* Exercise directions: List every line below that contains the string "tree", copying each one in full.

Spatial annotation records:
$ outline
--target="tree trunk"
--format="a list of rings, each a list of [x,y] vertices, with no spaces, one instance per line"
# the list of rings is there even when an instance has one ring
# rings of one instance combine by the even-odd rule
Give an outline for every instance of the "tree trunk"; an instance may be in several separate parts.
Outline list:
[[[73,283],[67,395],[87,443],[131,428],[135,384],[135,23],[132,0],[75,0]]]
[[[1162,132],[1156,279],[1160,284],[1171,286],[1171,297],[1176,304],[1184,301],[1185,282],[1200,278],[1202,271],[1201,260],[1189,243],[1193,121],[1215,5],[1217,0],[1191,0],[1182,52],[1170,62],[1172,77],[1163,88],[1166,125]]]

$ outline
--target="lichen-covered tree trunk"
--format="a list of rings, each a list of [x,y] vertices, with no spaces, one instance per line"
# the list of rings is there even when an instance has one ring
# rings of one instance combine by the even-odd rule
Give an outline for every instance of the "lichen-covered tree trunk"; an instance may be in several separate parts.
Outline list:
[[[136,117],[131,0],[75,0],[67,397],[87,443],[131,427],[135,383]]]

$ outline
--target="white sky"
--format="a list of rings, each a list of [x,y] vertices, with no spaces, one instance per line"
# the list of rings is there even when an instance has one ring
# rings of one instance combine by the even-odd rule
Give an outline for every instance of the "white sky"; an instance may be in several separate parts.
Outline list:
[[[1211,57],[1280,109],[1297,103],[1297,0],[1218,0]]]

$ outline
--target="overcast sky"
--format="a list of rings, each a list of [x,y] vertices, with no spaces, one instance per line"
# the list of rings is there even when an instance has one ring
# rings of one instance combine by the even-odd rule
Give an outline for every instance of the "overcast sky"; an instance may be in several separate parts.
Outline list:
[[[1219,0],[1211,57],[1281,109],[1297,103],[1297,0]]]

* Expected answer:
--target="tree trunk"
Give an outline for every instance of the "tree trunk"; an instance may be in several separate parts.
--target="lichen-covered tree trunk"
Give an outline for every instance of the "lichen-covered tree trunk"; an instance may be in several separate parts.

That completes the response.